**Set exercise:**
Render into Spanish this sentence from the forum thread on deer hunting in the Escambia River WMA: "As long as you have a boat, you'll do well."

**Passage given:**
>> BEGIN

# How's the deer hunting in Escambia River WMA



## dndaughtery (Oct 8, 2008)

I just moved back to the pensacola area and was wondering how the deer hunting is in the Escambia River WMA.


----------



## theangrydolphin (Oct 2, 2007)

As long as you have a boat, you'll do well. You can't get to 99% of it without one.


----------



## saltgrass (Sep 1, 2008)

YES NEED A BOAT.....BUT IN THE LAST FEW YEARS THERE HAVE BEEN SOME NICE DEER KILLED FOR FLORIDA HIGH 120'S EVEN KNOW OFF A COUPLE THAT SCORED JUST OVER 130.


----------



## ironwkr (Oct 2, 2007)

would a jon boat work or would a bigger boat be needed?


----------



## Ithaca37 (Nov 23, 2007)

> *ironwkr (10/8/2008)*would a jon boat work or would a bigger boat be needed?




ironwkr, a canoe on a slow current day would work, as you would only have to paddle the width of the river. A john boat with a trolling motor would work fine also, and you could explore more of the islands that way. I haven't hunted there in years, but from what I have heard from buddies of mine who dog hunt there have been some nice deer killed there in the last few years. Good luck.


----------



## Collard (Oct 23, 2007)

The typical 10pt on the left with a split browtine was killed opening morning of bow season 2003 on Brosnaham island at 6:19am. So there are some nice ones there. It's worth a few trips.


----------



## ironwkr (Oct 2, 2007)

>> END

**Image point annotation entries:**
>> BEGIN

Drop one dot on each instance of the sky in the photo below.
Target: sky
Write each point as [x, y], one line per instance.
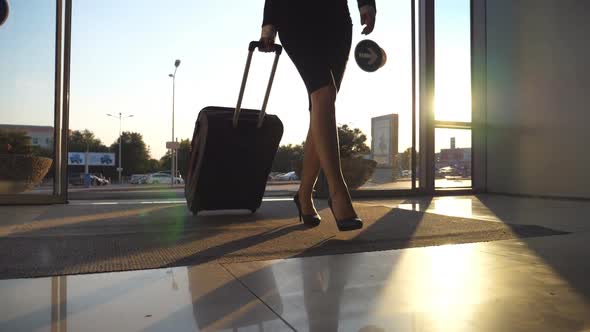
[123, 51]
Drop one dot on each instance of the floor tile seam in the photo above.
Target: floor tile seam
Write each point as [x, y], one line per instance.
[511, 257]
[236, 278]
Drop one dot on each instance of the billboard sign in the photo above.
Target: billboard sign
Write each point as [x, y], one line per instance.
[94, 158]
[76, 158]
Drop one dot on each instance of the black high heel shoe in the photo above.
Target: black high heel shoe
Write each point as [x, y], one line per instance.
[311, 220]
[347, 224]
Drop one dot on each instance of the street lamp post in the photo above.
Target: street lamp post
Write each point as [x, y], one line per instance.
[120, 117]
[172, 150]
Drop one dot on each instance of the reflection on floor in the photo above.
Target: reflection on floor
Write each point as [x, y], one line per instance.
[532, 284]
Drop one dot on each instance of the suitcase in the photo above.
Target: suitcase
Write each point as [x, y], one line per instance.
[232, 152]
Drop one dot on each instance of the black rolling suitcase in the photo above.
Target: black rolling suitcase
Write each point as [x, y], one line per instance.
[232, 152]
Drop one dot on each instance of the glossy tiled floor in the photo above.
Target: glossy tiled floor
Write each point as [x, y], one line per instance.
[533, 284]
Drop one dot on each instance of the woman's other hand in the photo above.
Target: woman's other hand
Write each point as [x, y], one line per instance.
[267, 38]
[368, 18]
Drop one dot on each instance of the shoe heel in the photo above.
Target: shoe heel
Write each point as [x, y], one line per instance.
[348, 224]
[309, 220]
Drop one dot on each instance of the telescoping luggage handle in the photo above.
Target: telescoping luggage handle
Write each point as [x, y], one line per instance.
[253, 45]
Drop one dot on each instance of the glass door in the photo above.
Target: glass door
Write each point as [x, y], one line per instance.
[32, 119]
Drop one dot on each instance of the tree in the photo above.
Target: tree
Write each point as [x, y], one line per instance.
[184, 154]
[79, 141]
[134, 153]
[352, 142]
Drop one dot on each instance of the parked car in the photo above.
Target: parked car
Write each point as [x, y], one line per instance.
[163, 178]
[289, 176]
[76, 179]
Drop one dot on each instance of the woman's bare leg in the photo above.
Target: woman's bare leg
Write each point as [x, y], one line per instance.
[309, 174]
[325, 136]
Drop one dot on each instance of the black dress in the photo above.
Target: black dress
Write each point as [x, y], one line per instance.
[316, 34]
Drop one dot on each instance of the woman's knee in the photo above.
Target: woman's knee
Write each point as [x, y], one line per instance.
[324, 98]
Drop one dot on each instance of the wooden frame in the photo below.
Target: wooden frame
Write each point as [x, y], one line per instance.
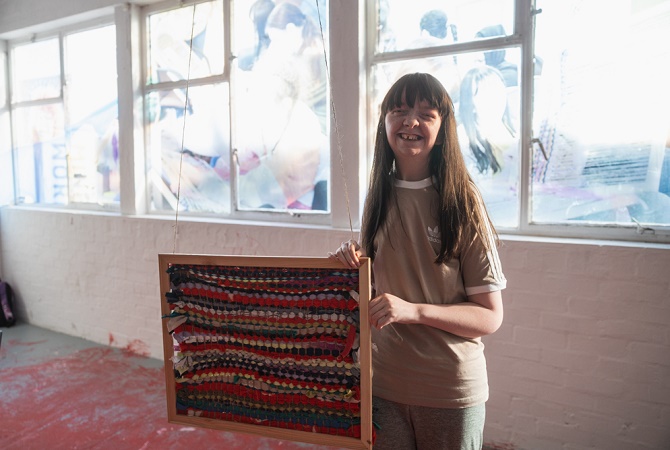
[234, 421]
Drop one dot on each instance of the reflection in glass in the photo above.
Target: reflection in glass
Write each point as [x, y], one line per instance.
[404, 25]
[31, 81]
[488, 116]
[190, 156]
[41, 157]
[92, 111]
[601, 112]
[281, 112]
[170, 43]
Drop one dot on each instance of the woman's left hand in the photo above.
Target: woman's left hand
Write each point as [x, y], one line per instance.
[388, 308]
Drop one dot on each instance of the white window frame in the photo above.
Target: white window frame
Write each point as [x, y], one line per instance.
[521, 36]
[352, 39]
[100, 19]
[346, 170]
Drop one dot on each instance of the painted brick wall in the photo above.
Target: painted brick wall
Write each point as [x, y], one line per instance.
[582, 360]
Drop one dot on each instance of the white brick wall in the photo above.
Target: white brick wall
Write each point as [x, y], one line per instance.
[582, 360]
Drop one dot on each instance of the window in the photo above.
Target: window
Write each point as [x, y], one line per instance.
[64, 116]
[561, 105]
[6, 170]
[241, 133]
[482, 82]
[590, 156]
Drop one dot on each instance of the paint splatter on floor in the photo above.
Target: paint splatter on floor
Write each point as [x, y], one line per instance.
[100, 398]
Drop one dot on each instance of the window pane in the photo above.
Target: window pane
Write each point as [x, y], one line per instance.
[92, 111]
[601, 112]
[204, 163]
[486, 100]
[170, 43]
[41, 155]
[427, 23]
[281, 106]
[32, 80]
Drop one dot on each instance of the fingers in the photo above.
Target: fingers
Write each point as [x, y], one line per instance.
[348, 254]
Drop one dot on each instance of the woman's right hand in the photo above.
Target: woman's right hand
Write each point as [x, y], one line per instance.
[348, 253]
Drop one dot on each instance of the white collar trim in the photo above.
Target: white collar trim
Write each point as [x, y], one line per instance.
[421, 184]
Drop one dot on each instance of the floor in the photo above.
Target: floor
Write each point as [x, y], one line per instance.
[62, 392]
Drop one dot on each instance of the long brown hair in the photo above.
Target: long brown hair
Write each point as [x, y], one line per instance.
[461, 209]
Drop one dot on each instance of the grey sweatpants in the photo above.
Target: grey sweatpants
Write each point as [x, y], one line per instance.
[407, 427]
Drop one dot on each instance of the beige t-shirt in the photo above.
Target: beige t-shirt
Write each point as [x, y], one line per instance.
[417, 364]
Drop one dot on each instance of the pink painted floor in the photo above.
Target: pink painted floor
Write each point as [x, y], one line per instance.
[59, 392]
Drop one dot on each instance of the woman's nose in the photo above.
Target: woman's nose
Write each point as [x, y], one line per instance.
[411, 120]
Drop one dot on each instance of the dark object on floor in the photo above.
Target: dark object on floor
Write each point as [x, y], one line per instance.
[7, 318]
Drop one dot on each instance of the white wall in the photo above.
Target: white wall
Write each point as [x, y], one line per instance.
[582, 360]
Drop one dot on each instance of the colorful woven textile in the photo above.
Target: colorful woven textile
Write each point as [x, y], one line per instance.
[267, 346]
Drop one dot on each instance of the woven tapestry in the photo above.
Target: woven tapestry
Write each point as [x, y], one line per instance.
[270, 346]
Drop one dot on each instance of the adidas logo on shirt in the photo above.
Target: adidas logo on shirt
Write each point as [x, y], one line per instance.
[434, 235]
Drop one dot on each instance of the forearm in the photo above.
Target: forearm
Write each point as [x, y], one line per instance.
[468, 319]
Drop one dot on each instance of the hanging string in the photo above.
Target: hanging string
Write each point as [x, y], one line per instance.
[332, 108]
[183, 133]
[337, 129]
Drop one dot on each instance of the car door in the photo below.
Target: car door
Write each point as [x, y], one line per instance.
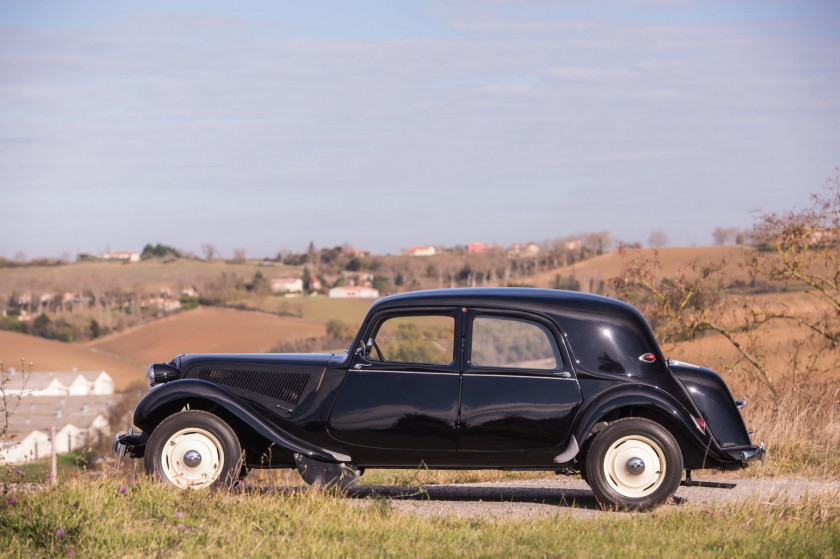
[402, 392]
[518, 390]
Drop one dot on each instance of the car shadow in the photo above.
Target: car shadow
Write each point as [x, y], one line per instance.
[562, 497]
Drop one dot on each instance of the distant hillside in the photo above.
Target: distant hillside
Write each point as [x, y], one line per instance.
[206, 330]
[605, 266]
[49, 355]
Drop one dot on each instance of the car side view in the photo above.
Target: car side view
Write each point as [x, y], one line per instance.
[488, 378]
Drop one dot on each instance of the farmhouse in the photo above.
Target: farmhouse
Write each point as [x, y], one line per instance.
[126, 255]
[79, 421]
[96, 383]
[287, 285]
[361, 292]
[422, 251]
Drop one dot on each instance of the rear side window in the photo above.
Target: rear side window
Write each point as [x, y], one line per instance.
[513, 343]
[426, 339]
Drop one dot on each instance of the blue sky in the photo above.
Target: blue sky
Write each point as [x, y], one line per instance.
[264, 125]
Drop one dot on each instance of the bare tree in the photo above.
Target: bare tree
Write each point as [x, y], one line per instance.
[210, 252]
[239, 255]
[724, 235]
[658, 239]
[797, 248]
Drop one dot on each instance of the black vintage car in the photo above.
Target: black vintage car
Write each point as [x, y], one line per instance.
[510, 378]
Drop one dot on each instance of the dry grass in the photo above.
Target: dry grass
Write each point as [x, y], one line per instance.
[802, 430]
[206, 330]
[50, 355]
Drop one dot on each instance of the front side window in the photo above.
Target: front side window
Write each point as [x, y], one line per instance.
[513, 343]
[425, 339]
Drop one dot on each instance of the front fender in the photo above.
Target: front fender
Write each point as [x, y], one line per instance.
[147, 415]
[639, 396]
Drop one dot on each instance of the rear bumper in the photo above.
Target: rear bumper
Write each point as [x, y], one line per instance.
[131, 443]
[752, 454]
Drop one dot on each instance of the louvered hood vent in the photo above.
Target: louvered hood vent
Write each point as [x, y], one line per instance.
[280, 385]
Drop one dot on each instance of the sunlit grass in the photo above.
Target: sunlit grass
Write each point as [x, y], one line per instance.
[111, 517]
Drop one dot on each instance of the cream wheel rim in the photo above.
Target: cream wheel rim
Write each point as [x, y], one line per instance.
[634, 466]
[192, 458]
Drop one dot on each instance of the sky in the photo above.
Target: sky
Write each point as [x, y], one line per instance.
[267, 125]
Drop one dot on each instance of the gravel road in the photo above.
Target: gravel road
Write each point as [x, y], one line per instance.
[550, 496]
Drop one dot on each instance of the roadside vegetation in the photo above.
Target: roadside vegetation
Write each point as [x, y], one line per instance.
[108, 517]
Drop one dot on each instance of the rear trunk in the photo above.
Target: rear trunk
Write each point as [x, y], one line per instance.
[712, 397]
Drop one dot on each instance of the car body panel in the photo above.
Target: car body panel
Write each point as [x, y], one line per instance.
[355, 408]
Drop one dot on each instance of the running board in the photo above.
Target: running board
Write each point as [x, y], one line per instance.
[570, 452]
[712, 484]
[688, 482]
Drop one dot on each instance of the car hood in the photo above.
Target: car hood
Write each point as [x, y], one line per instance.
[187, 361]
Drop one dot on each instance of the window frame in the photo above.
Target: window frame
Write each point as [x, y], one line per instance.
[379, 320]
[561, 356]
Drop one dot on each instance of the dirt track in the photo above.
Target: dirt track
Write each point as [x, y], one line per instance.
[535, 497]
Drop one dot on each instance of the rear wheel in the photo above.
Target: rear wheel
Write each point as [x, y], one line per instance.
[193, 450]
[634, 463]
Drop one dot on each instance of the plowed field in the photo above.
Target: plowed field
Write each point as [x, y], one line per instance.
[206, 330]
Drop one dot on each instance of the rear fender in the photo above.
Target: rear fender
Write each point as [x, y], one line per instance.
[647, 399]
[160, 402]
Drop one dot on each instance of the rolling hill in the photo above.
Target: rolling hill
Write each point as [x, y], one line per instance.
[605, 266]
[205, 330]
[50, 355]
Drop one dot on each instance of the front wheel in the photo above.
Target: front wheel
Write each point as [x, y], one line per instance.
[193, 450]
[634, 463]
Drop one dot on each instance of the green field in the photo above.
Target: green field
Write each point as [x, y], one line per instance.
[149, 274]
[98, 518]
[320, 308]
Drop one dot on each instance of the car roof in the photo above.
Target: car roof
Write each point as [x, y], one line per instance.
[508, 297]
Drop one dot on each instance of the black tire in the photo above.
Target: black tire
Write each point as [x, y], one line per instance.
[211, 444]
[619, 483]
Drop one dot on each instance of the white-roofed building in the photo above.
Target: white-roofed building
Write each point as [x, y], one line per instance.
[97, 383]
[79, 421]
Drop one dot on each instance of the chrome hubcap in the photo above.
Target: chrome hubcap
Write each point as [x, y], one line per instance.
[192, 458]
[634, 466]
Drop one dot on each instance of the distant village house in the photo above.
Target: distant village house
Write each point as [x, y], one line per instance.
[76, 404]
[126, 255]
[422, 251]
[360, 292]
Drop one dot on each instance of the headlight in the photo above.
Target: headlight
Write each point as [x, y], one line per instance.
[161, 372]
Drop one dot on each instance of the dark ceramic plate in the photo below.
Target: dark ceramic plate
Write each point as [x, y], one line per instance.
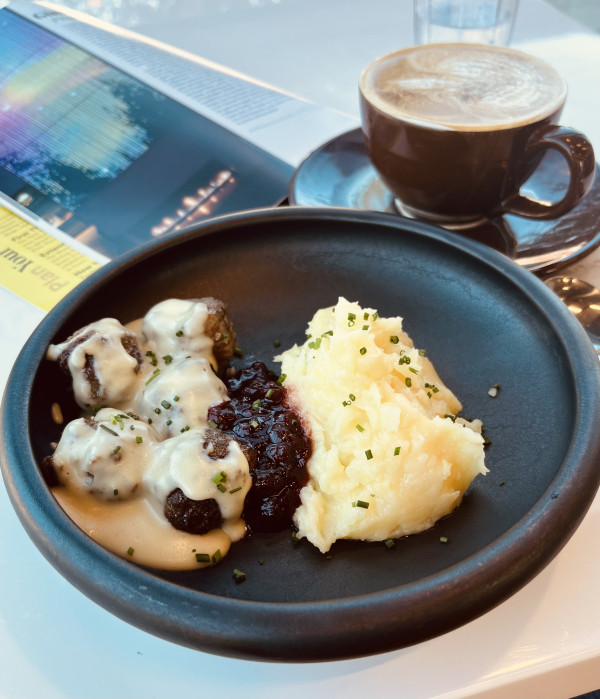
[483, 320]
[339, 173]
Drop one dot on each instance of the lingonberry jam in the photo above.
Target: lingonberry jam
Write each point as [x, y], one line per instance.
[274, 441]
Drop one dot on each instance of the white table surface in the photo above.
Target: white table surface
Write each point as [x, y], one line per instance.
[543, 642]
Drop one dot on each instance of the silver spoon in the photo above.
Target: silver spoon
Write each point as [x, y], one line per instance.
[583, 300]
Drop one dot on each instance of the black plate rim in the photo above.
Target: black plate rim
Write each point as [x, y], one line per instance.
[43, 519]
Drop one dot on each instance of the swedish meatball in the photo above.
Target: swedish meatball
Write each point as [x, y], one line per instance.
[104, 361]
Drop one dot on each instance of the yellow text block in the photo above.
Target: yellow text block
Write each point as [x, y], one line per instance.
[36, 266]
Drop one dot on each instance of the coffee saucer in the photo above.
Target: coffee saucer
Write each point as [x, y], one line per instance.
[339, 173]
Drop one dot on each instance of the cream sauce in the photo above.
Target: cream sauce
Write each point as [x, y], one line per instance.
[133, 530]
[117, 470]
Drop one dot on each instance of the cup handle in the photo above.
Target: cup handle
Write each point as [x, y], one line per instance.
[579, 154]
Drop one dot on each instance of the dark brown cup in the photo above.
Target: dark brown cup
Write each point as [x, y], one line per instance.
[458, 175]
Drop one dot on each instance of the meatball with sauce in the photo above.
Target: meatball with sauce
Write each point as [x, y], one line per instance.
[104, 360]
[177, 397]
[105, 455]
[202, 477]
[199, 328]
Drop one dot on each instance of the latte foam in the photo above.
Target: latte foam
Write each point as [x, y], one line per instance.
[464, 86]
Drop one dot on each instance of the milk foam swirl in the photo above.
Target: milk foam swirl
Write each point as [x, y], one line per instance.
[464, 86]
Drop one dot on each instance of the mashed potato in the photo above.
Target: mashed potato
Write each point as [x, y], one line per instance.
[389, 456]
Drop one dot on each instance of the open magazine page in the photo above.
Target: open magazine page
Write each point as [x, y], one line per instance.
[106, 158]
[110, 140]
[282, 124]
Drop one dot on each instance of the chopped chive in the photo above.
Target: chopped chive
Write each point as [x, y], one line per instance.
[360, 503]
[155, 373]
[238, 575]
[217, 556]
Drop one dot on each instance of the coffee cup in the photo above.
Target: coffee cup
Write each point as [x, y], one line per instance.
[455, 130]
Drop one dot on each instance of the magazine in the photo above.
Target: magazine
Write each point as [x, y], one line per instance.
[111, 139]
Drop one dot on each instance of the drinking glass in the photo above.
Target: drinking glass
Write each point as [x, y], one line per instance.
[479, 21]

>> END

**Expected output:**
Mientras tengas un bote, te irá bien.